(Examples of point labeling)
○ ○ ○

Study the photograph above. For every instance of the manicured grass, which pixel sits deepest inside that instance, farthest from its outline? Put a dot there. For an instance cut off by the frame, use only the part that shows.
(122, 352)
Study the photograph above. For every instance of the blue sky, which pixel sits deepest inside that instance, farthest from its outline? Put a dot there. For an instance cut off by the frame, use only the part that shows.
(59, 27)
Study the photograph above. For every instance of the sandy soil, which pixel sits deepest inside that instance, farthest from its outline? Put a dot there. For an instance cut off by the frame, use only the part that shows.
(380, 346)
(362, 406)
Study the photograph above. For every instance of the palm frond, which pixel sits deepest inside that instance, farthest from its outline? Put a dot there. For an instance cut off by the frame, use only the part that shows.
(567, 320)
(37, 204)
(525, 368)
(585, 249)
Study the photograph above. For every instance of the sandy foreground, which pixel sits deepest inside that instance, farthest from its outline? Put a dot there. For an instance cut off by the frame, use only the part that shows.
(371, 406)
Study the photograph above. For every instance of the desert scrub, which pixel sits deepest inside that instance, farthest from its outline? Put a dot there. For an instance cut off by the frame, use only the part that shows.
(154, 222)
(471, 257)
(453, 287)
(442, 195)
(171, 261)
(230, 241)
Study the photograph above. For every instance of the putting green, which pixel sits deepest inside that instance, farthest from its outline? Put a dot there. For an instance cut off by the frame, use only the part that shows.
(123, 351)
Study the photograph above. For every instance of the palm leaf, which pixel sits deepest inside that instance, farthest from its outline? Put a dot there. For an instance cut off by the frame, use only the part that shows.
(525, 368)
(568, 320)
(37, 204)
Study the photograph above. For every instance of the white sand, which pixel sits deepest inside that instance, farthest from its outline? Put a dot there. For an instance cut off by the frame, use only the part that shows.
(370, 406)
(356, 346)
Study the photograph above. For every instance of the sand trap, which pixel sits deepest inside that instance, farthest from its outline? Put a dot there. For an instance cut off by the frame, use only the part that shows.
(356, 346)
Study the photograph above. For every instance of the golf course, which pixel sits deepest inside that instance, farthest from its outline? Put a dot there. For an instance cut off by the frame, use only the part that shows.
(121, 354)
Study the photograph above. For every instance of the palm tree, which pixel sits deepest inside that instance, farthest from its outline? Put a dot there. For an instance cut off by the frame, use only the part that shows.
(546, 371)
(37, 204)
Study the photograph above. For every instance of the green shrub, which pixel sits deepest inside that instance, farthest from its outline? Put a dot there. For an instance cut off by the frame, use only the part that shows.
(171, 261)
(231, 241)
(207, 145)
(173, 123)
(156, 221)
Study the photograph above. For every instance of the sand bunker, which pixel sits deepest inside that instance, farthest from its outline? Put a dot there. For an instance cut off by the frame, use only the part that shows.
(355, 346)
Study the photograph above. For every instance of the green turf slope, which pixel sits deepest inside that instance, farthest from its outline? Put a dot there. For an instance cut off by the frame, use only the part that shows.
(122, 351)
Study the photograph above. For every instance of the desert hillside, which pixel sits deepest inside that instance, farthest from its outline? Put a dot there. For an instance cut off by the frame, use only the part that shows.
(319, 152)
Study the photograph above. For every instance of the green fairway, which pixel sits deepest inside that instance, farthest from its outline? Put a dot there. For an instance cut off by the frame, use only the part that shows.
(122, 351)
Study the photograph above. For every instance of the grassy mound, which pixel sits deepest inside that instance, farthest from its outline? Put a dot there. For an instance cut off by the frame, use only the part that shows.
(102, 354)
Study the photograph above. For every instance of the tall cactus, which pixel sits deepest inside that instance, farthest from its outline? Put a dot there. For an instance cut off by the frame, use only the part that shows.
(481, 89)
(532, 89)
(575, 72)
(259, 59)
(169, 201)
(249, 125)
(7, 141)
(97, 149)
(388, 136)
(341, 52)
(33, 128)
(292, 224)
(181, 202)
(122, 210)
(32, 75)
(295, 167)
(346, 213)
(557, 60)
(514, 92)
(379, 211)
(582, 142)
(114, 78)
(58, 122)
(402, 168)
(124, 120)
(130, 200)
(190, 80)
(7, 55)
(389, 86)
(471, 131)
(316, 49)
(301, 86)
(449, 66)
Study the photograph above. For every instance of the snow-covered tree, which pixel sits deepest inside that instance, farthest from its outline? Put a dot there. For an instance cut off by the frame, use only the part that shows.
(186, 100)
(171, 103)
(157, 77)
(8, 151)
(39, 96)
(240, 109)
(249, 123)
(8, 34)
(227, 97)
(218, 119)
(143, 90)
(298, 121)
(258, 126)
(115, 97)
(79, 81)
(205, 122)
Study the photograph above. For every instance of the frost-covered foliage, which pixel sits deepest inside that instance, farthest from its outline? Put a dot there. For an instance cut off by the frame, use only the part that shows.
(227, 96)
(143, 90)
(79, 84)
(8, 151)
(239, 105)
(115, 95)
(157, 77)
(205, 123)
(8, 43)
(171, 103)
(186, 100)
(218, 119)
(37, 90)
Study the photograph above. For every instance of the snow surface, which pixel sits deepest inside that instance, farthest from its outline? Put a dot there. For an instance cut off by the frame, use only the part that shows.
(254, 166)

○ ○ ○

**GIVEN INSTRUCTION:** Reproduce every one of the items above word for word, from the first to the last.

**RESULT OF THE EXERCISE:**
Study the photograph above. For every instance of the manicured grass, which pixel sits deepest inside that instance, farthest from its outline? Put a dot there. For an instance cut off by the frame, use only the part that shows.
(122, 352)
Study the photograph above. For every instance of the blue sky, which pixel sits deepest inside that instance, farthest from its outline? Put a dot there. For an instance cut off by the frame, use only the part that shows.
(59, 27)
Study the photograph above. For every instance of the sandy soil, which pixel sits deepest inside that instance, farthest from its outline? Put a dot there. For an instance cut off by the frame, use only the part that shows.
(380, 346)
(362, 406)
Study the photograph above. For every instance of the palm frond, which pixel sits deepest inside that instance, farthest from its outline? Put a dot there. For an instance cut off by the frame, use only the part that shows.
(567, 320)
(37, 204)
(525, 368)
(585, 249)
Study the photograph above. For every instance of the sandy foreground, which pixel sits deepest inside that instance, farthest from its outline? Put a dot there. For an instance cut off by the frame, use only the part that shows.
(371, 406)
Study the photograph above. For every instance of the desert scrub, which pixel sits deepest inside that instance, farthest from its outline? Put a dot there. For an instance cut off by the frame, use only the part that shows.
(154, 222)
(471, 257)
(453, 287)
(442, 195)
(171, 261)
(230, 241)
Study the photograph above. For every instance of the putting green, which pixel sits deepest inside that instance, farthest from its outline? Put a dot there. For an instance cut off by the frame, use only the part that shows.
(123, 351)
Study the photograph above. For every instance of the palm leaf, which pixel sits deepest inside that instance, farthest from its outline? Put a dot there. For an instance cut off by the frame, use only the part that shows.
(525, 368)
(568, 320)
(37, 204)
Study the photograph above. For every instance of the white sand, which pixel sits deepest inside that instance, farthest from its outline? Put a dot there. For an instance cut off by the frame, use only the part that shows.
(370, 406)
(356, 346)
Study the photograph above. For every instance of the sand trap, which pixel sits deepest inside that instance, farthest from its outline? Put a dot there. For an instance cut off by the frame, use only the part that shows.
(356, 346)
Study the photograph above. For every instance of the golf course, which pixel sits deepest inside that instance, farthest from its outline? Put a dot there. For an instance cut off by the frame, use only the part that shows.
(121, 354)
Study the photograph above. For every instance of the palm tree, which pixel sits deepest inside that instance, farthest from its outline? Put a dot there. For an instance cut off by the frame, use only the part that shows.
(546, 371)
(37, 204)
Study the photograph above. For every instance of the green shrub, which pixel sits deepest inside that instance, farthest from its outline? Put a dot there. For an instance cut off by the frame, use only the part that shows.
(171, 261)
(231, 241)
(207, 145)
(173, 123)
(156, 221)
Study the photograph above. For every instance of the sand bunker, which pixel sits deepest inside that instance, farthest from its outline? Put a dot there. For an instance cut off by the frame, use only the part that shows.
(355, 346)
Study the photograph above. For every instance of the green turf slope, which pixel sits deepest inside that instance, farthest from its outline? Put a dot there. For an instance cut off by the frame, use only the part that shows.
(122, 351)
Study the photograph above. For every instance of the desert hillside, which pixel sits deepest inside that instance, farthest from its outline? Put a dot there. For an instance cut off by the frame, use only the part that shows.
(319, 152)
Study the photograph above. For every instance of the green fairway, which pixel sits deepest inside that instance, farthest from its outline? Put a dot there. For an instance cut off by the frame, use only the part that shows.
(122, 351)
Study the photograph above. For every instance of the grassy mound, which pixel sits deepest inside that instance, farthest from its outline? Put a dot there. For an instance cut off by the frame, use only the part that shows.
(102, 354)
Study the photograph above. For every instance of the tall cactus, which pixel sits deepest inside that instance, farthest from its outline? Put a dot there. For an instance cut off by the frame, use only the part that shows.
(481, 89)
(532, 89)
(575, 72)
(259, 59)
(169, 201)
(249, 125)
(7, 141)
(97, 149)
(388, 136)
(341, 52)
(33, 128)
(292, 224)
(181, 202)
(122, 210)
(32, 75)
(295, 167)
(346, 213)
(557, 60)
(514, 92)
(379, 211)
(582, 142)
(114, 78)
(58, 122)
(402, 168)
(124, 120)
(130, 200)
(190, 80)
(7, 55)
(389, 86)
(471, 131)
(316, 49)
(301, 86)
(449, 66)
Study the photograph above. For every instance of the snow-covered tree, which pixel sits deepest inside that instance, farthest from its outline? Put a dot there. For an instance cut off by the frame, use only the part that shows.
(186, 100)
(171, 103)
(157, 77)
(8, 151)
(39, 96)
(240, 109)
(249, 123)
(8, 34)
(227, 97)
(218, 119)
(143, 90)
(298, 121)
(258, 126)
(115, 97)
(79, 81)
(205, 122)
Study the photograph above. For every instance of the frost-covered foliage, which pixel sits deepest inside that instance, farthest from its outline? Put a dot there. For an instance cut off by the frame, use only the part that shows.
(227, 96)
(143, 90)
(79, 84)
(8, 151)
(239, 105)
(115, 95)
(157, 77)
(205, 123)
(8, 43)
(171, 103)
(186, 100)
(218, 119)
(37, 90)
Study the photograph above. For every instance of the snow surface, which pixel sits deepest inside that instance, farthest from its outline? Put a dot there. For an instance cut off by the frame, use only the part that shows.
(254, 166)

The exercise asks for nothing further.